§ **Task instructions**
Everything in the entries except the pictures should be repeated exactly.

Content starts

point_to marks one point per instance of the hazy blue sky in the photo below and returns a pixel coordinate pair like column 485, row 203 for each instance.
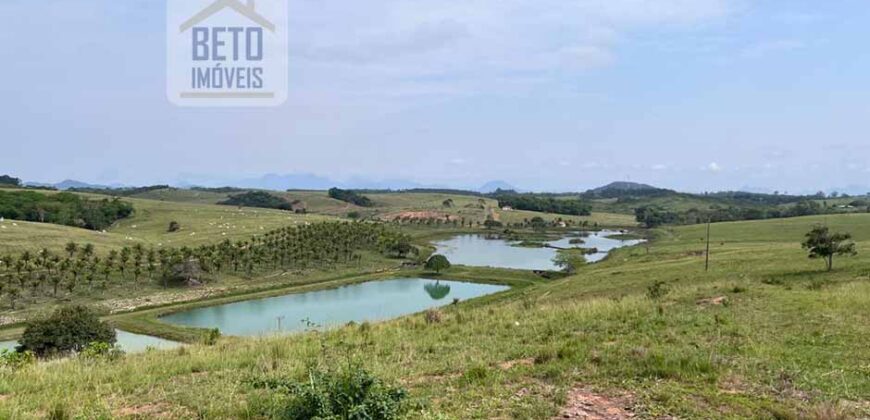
column 544, row 94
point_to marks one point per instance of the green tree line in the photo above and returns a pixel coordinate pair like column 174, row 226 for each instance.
column 63, row 209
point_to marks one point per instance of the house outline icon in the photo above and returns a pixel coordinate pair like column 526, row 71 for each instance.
column 248, row 11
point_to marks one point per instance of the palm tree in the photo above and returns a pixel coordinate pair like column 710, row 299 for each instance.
column 71, row 248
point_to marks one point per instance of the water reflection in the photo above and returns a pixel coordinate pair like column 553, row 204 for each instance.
column 370, row 301
column 437, row 291
column 483, row 251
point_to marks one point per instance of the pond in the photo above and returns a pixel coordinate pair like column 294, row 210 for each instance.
column 372, row 301
column 477, row 250
column 129, row 342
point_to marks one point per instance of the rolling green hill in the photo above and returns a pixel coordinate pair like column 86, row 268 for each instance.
column 765, row 333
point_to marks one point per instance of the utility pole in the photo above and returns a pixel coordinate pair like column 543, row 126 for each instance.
column 707, row 254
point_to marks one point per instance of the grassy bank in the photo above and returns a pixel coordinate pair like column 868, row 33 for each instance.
column 766, row 333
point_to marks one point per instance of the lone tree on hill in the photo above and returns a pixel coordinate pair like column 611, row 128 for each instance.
column 437, row 263
column 821, row 243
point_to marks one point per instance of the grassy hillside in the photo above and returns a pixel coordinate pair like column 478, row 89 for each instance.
column 200, row 224
column 764, row 334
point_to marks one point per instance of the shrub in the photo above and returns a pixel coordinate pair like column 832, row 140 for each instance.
column 437, row 263
column 348, row 393
column 261, row 199
column 433, row 316
column 211, row 337
column 101, row 351
column 16, row 360
column 68, row 329
column 657, row 290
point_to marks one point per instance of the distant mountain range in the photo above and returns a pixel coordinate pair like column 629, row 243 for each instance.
column 624, row 187
column 315, row 182
column 283, row 182
column 71, row 183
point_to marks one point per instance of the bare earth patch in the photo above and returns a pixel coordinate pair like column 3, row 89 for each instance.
column 519, row 362
column 584, row 404
column 720, row 300
column 145, row 410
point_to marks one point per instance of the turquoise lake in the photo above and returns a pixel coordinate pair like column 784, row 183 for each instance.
column 479, row 251
column 372, row 301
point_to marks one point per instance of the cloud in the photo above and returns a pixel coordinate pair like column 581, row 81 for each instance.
column 382, row 46
column 764, row 48
column 714, row 167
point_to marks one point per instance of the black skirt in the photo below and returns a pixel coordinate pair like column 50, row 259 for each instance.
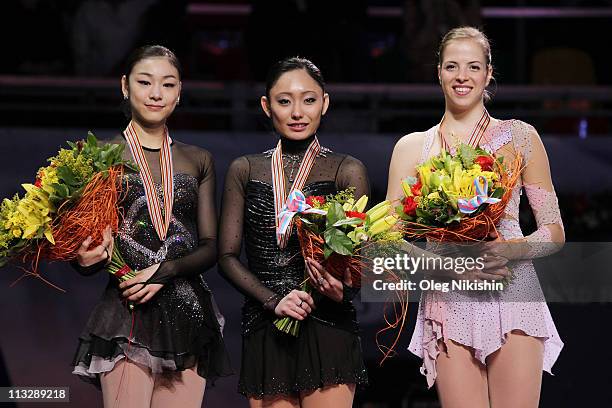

Content ends

§ **Exercise solution**
point_to marks one point per instance of the hazy blue sky in the photo below and returns a pixel coordinate pair like column 485, row 203 for each instance.
column 544, row 94
point_to marks one point per instance of the green tree line in the photo above and returns a pixel coordinate pair like column 174, row 226 for each instance.
column 63, row 209
point_to marks one point per instance of the house outline icon in the photo above and returns a pixel coordinate pair like column 526, row 71 for each instance.
column 248, row 11
point_to marks one point per instance of the palm tree in the photo above and returns a pixel coordinate pair like column 710, row 299 for each instance.
column 71, row 248
point_to marks one point per instance of the water reflection in the photo above and returns a pixel coordinate pair like column 553, row 204 for each instance.
column 370, row 301
column 437, row 291
column 483, row 251
point_to marks one point per instance of the pond in the photo above and returns a pixel coordinate pair like column 294, row 210 for each instance.
column 372, row 301
column 477, row 250
column 129, row 342
point_to marks one point per instance of the rolling green hill in the photo above and returns a pixel coordinate pair like column 86, row 268 for each instance.
column 765, row 333
point_to marks one point per instance of the utility pole in the photo above and returns a pixel coordinate pair like column 543, row 126 for each instance.
column 707, row 254
point_to marks one point per instance of the grassy bank in the photo above and returns a pixel coordinate pair like column 868, row 33 for each instance.
column 766, row 333
point_to marks one point per instance of the lone tree on hill in the photo above and returns a pixel coordinate pair like column 611, row 128 for each instance.
column 437, row 263
column 821, row 243
point_to marks one point per instance of the grassy hillside in the photo above and returns a pixel coordinate pair like column 478, row 89 for each instance.
column 200, row 224
column 764, row 334
point_to marks one point per instance of the shrub in the photo above and returns a pixel coordinate pair like column 832, row 140 for each instance.
column 437, row 263
column 348, row 393
column 261, row 199
column 433, row 316
column 211, row 337
column 101, row 351
column 16, row 360
column 68, row 329
column 657, row 290
point_to marks one point per instance of the distant mountain range in the photo above and returns a pixel coordinate pair like column 629, row 243 for each instance.
column 624, row 187
column 315, row 182
column 283, row 182
column 71, row 183
point_to marks one point per instance of the bare earth patch in the photo above and returns a pixel coordinate pair like column 3, row 89 for each instance.
column 519, row 362
column 584, row 404
column 720, row 300
column 145, row 410
point_to marks one point per instance of the turquoise lake in the photo above and returns a pixel coordinate pair like column 784, row 183 for each instance.
column 479, row 251
column 372, row 301
point_to marks one point per instance of the cloud in the photo above and returns a pixel coordinate pair like column 581, row 81 for each instance.
column 382, row 46
column 764, row 48
column 714, row 167
point_to marks one point per instance of the black skirt in the photo below and returns a pixel coordinate pair like column 50, row 259 for each instance.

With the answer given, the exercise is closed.